**WHAT IS REQUIRED**
Can you reproduce the data beneath, keeping every line exact?

**SOURCE MATERIAL**
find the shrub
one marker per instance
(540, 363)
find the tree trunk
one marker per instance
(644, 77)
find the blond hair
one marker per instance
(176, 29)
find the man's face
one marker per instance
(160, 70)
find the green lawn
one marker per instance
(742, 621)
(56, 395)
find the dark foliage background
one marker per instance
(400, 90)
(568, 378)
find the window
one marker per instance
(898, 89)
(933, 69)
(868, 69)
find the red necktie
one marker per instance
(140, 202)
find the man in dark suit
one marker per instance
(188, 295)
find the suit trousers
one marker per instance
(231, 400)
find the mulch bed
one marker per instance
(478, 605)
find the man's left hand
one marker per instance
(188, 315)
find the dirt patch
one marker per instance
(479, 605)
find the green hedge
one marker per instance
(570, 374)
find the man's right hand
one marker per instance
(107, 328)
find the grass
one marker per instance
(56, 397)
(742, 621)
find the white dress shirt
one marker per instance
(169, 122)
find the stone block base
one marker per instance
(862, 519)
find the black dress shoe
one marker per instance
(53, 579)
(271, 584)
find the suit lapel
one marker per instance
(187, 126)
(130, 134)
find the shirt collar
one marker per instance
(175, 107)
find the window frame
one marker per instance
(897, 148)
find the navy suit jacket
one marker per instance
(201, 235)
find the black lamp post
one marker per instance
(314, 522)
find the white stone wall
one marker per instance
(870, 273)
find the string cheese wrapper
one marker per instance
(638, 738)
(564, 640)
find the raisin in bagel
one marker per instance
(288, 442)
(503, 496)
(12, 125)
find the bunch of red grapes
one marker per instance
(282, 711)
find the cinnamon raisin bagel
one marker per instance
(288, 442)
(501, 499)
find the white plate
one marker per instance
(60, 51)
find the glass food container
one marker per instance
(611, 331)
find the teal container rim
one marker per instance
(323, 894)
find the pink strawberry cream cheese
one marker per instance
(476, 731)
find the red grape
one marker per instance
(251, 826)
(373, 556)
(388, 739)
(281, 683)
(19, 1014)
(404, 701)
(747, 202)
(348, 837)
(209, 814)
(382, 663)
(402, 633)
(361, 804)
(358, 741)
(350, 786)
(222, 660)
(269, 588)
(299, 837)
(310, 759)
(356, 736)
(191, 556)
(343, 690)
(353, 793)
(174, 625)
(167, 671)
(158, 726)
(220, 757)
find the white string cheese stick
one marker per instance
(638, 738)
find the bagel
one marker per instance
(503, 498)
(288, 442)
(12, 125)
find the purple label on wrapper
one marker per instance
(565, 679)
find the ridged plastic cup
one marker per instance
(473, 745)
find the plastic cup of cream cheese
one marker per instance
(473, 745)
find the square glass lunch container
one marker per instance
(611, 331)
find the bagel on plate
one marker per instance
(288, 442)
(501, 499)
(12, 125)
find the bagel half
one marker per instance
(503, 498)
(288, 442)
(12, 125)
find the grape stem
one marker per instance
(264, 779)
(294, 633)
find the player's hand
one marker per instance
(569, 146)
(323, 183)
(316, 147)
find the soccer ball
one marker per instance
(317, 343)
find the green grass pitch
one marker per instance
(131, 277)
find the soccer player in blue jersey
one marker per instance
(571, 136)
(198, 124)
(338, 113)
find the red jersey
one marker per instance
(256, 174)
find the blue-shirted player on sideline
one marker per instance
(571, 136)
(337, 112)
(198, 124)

**THE ANSWER**
find the shrub
one marker per instance
(540, 363)
find the tree trunk
one marker per instance
(644, 77)
find the blond hair
one marker per instance
(176, 29)
find the man's face
one marker per instance
(160, 70)
find the green lawn
one marker per instance
(742, 621)
(56, 395)
find the dark foliage background
one marker per instance
(400, 90)
(568, 378)
find the window
one marker per instance
(898, 89)
(933, 69)
(868, 69)
find the red necktie
one marker per instance
(140, 202)
find the man in dark suit
one marker per instance
(188, 295)
find the suit trousers
one marker per instance
(231, 400)
find the mulch bed
one marker per instance
(478, 605)
find the man's left hand
one marker per instance
(188, 315)
find the dirt patch
one marker per instance
(479, 605)
find the green hedge
one marker per instance
(570, 374)
find the man's right hand
one marker per instance
(107, 328)
find the grass
one marker per instance
(56, 397)
(742, 621)
find the white dress shirt
one marker per instance
(169, 122)
find the stone block base
one marker per instance
(862, 519)
find the black dress shoe
one marker per instance
(53, 579)
(271, 584)
find the suit lapel
one marker per instance
(187, 126)
(130, 134)
find the shirt collar
one marker per instance
(175, 107)
find the window frame
one marker per instance
(897, 148)
find the navy suit jacket
one marker per instance
(201, 235)
find the black lamp post
one marker per instance
(314, 522)
find the white stone wall
one marker per instance
(870, 273)
find the string cheese wrapper
one marker per instance
(638, 738)
(564, 640)
find the raisin in bagel
one marker per instance
(288, 442)
(503, 496)
(12, 125)
find the bunch of red grapes
one marker per instance
(282, 711)
find the cinnamon raisin bagel
one marker per instance
(288, 442)
(501, 499)
find the white plate
one marker per instance
(60, 51)
find the glass food container
one marker per instance
(611, 331)
find the teal container rim
one marker per instance
(323, 894)
find the pink strawberry cream cheese
one marker per instance
(476, 731)
find the red grape
one marker per instance
(251, 826)
(373, 556)
(388, 739)
(281, 683)
(19, 1014)
(404, 701)
(747, 202)
(348, 837)
(209, 814)
(382, 663)
(402, 633)
(361, 804)
(358, 741)
(350, 786)
(222, 660)
(269, 588)
(299, 837)
(310, 759)
(356, 736)
(191, 556)
(343, 690)
(353, 793)
(174, 625)
(167, 671)
(158, 726)
(220, 757)
find the white string cheese stick
one marker per instance
(638, 738)
find the bagel
one marker per instance
(503, 498)
(288, 442)
(12, 125)
find the purple label on wrapper
one marker per instance
(565, 679)
find the ridged plastic cup
one marker per instance
(473, 745)
find the plastic cup of cream cheese
one marker per instance
(473, 745)
find the square glass lunch container
one marker per instance
(611, 331)
find the bagel on plate
one marker per instance
(288, 442)
(501, 499)
(12, 125)
find the bagel half
one marker per instance
(503, 498)
(288, 442)
(12, 125)
find the grape stem
one marker per instance
(264, 779)
(294, 633)
find the player's hand
one marker per instance
(569, 146)
(323, 183)
(316, 147)
find the soccer ball
one marker per instance
(317, 343)
find the green grass pitch
one marker per instance
(131, 277)
find the soccer player in blue jersey
one marker per instance
(571, 136)
(198, 124)
(338, 113)
find the red jersey
one marker per instance
(256, 174)
find the blue-shirted player on sideline
one marker per instance
(571, 136)
(337, 112)
(198, 124)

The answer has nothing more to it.